Work to be completed
Please retype the entries exactly as they stand, leaving out any pictures.

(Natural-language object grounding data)
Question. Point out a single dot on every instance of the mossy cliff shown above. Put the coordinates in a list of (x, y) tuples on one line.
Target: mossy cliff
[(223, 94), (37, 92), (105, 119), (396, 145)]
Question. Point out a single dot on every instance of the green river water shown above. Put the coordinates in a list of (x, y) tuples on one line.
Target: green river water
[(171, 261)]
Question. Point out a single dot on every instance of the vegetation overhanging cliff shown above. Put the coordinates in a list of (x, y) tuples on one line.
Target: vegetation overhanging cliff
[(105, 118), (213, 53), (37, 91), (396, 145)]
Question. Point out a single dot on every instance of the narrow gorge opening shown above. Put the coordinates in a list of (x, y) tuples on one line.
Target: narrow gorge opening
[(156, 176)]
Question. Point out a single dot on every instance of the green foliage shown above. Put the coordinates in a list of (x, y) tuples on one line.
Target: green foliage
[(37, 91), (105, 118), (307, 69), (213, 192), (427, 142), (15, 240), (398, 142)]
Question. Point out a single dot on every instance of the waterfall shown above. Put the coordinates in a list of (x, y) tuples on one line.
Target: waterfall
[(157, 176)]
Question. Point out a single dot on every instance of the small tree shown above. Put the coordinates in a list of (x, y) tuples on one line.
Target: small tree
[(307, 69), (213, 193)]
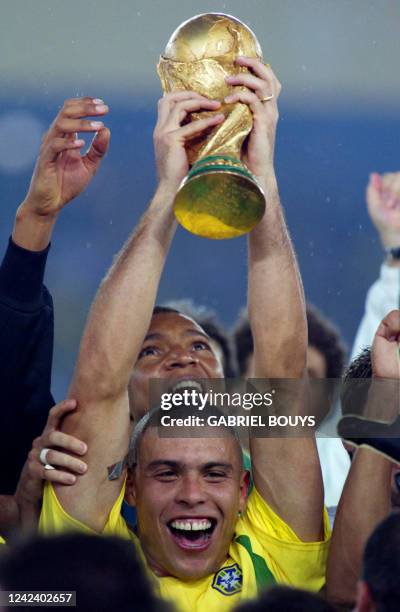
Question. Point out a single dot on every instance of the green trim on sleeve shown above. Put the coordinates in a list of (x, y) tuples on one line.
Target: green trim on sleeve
[(264, 576)]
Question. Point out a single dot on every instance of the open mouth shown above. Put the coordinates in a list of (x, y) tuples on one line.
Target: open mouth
[(192, 533), (188, 384)]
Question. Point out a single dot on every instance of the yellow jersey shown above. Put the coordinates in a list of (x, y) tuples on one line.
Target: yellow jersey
[(264, 551)]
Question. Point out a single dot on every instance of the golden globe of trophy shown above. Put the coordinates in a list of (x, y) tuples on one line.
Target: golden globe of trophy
[(220, 197)]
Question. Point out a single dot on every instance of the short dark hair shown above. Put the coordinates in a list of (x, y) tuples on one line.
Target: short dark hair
[(356, 382), (279, 598), (105, 572), (243, 340), (208, 320), (381, 564), (322, 335), (152, 420)]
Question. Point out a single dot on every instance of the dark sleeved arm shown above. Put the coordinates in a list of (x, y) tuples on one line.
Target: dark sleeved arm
[(26, 352)]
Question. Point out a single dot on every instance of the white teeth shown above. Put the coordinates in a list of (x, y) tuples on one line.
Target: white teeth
[(187, 384), (191, 525)]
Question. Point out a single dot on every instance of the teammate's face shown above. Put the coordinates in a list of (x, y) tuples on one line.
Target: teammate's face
[(176, 349), (187, 493)]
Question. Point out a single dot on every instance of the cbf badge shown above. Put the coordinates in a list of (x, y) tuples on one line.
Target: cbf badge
[(228, 580)]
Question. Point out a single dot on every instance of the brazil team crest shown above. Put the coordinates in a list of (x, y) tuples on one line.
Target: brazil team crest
[(228, 580)]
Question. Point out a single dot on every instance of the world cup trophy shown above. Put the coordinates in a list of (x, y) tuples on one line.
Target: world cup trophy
[(220, 197)]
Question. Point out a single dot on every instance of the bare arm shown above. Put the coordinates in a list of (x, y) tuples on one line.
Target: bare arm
[(119, 319), (61, 173), (366, 494), (286, 471)]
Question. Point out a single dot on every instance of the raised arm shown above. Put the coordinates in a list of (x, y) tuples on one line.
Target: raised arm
[(366, 494), (286, 471), (120, 317), (26, 308), (383, 203)]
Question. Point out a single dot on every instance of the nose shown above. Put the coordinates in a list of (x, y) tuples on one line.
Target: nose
[(191, 492), (178, 357)]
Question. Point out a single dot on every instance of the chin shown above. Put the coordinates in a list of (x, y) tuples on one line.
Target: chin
[(191, 572)]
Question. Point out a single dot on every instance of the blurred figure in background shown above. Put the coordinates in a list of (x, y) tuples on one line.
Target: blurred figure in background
[(105, 572), (379, 585), (220, 339), (281, 599)]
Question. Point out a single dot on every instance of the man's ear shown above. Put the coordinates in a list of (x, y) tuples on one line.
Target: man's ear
[(364, 602), (130, 488), (244, 488)]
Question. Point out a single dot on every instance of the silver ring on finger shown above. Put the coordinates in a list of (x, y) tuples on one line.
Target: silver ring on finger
[(43, 459), (267, 98)]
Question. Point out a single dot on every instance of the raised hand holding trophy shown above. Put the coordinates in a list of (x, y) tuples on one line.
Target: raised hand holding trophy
[(220, 197)]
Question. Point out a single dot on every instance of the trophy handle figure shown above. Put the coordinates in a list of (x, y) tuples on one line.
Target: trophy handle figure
[(220, 197)]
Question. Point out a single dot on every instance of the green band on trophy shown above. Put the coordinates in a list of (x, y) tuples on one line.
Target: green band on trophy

Finished task
Question. Point out a single dot on every instance of the mossy cliff shown above. Put the coordinates in a list of (x, y) tuples on one line.
Target: mossy cliff
[(223, 94), (37, 92), (105, 119), (396, 145)]
Question. Point out a single dot on every instance of the green river water shown above. Put the coordinates in a list of (x, y) tuples on one line.
Target: green river water
[(171, 261)]
Question. Point out a single dot on every instance of the vegetation overhanging cliff shown above. Put the coordinates in a list of (x, y) tuples on one line.
Target: vegetation overhanging cliff
[(105, 118), (213, 53), (37, 91), (396, 145)]
Question. Point out a single dot on every instance of the narrow gorge opening shown above. Put the coordinates in a list of (x, y) tuples on one line.
Target: narrow gorge opening
[(156, 176)]
Question. Point out a single dot on every instance of the green foliage shown above. Put the coordinates in a list of (x, y) tuples on one line.
Target: green foliage
[(37, 91), (105, 118), (307, 69), (213, 192), (427, 142), (15, 240), (398, 142)]
Question. Point out a single dot on every instance of the waterfall shown above. Put the coordinates in a list of (x, y) tuples on one line.
Target: waterfall
[(157, 176)]
Question. Point out a single dot on every instance of the small tree shown above. Put the coordinates in a list of (x, y) tuples on one line.
Target: small tree
[(307, 69), (213, 193)]
Question. Point out a single dot on every instance of the green trim on sleeve shown above. Put the coordinates in a list of (x, y) tuples on one line.
Target: green trim on sleeve
[(264, 576)]
Question. Point out a single dot on every instance of the open mouth shown above. Put the coordinates in a list of (x, y) tuples on one line.
Target: open mouth
[(192, 533), (188, 384)]
Question. Point out a single dot on every instance of the yellow jersey shown above. Put the coordinates in a list of (x, y) tuples on one line.
Target: yellow jersey
[(264, 551)]
Question. Point out a single dot on every instance of the golden globe of trophy shown above. Put the coordinates in a list of (x, y) tuples on one line.
Target: golden globe of trophy
[(220, 197)]
Question. Point out a single dot on every instance of the short dark hair shown above. Put the coordinates in a list of (x, y) tuples on one line.
Target: short dark hair
[(356, 382), (279, 598), (105, 572), (243, 340), (208, 320), (381, 564), (322, 335), (152, 420)]
Question. Point out a single dot on every instance of the dark sleeved arm shown above. Put the coordinates in a list of (x, y) tuples on one line.
Target: dark sleeved arm
[(26, 352)]
Question. Point out a single dot on every instance of the white teeth shown above. Put the coordinates in a list of (x, y) tuples on one line.
Target: white teeth
[(187, 384), (191, 525)]
Question. Point out a single dot on every instance of the teammate's face shown above. Put the coordinates in a list of (x, y) tuples on one line.
Target: teammate's face
[(176, 349), (187, 493)]
Question. Point out a single dot on every instance of the cbf badge shown above. Put the coordinates in a list of (x, y) tuples on one line.
Target: cbf badge
[(228, 580)]
Question. Point out a single dot on every instance of the brazil team crest shown above. Put the coordinates in a list of (x, y) tuples on one line.
Target: brazil team crest
[(228, 580)]
Question. Point out a single dot on every instance of the world cup trophy shown above. Put the coordinates in a list of (x, y) tuples on one line.
Target: world cup trophy
[(220, 197)]
Question. Point out a single dot on every instance of the bare arm shown above. Put the coordinates in a list of (x, y) tuples on one line.
Target: bare arm
[(119, 319), (61, 173), (366, 494), (286, 471)]
Question. Point out a single dot on every instance of the raised arm shown above. Put the coordinates in a list of (x, y) tuples on one line.
Target: raised arm
[(366, 494), (286, 471), (120, 317), (26, 308), (383, 203)]
Question. Point out a single dot on every instance of the nose shown above. Put the coordinates in a list of (x, y) tuples on one line.
Target: nose
[(191, 492), (178, 357)]
Question. Point out a single dot on every instance of the chin shown above. Put the coordinates in a list of (x, y) tuples on one line.
Target: chin
[(191, 572)]
Question. Point out a single dot on every instance of the blurred figure in background shown above. Put the coordinates in a list of (x, y) tuples on one line.
Target: blurred figure in background
[(105, 572), (379, 585), (220, 339), (281, 599)]
Question. Point out a single dot on every instance of the man's ear shown above. Put the coordinates in a list of (x, y) tuples on one line.
Target: man's ear
[(364, 602), (130, 488), (244, 488)]
Question. Point out a single dot on every instance of the silver ring on finger shown above. Put the coordinates in a list of (x, y) tuples on one line.
Target: silver ring on finger
[(43, 459), (267, 98)]
Question. Point out a single dot on every instance of the raised hand holding trophy shown above. Put the coordinates in a list of (x, y) tuples on one line.
Target: raised hand holding trophy
[(220, 197)]
Question. Point out a single dot on every instance of the trophy handle figure shown above. Put the coordinates in a list of (x, y) tuples on one line.
Target: trophy handle figure
[(220, 197)]
Question. Point out a single dot on every instance of the green band on trophy shown above. Put the coordinates in a list of (x, y) tuples on one line.
Target: green band on trophy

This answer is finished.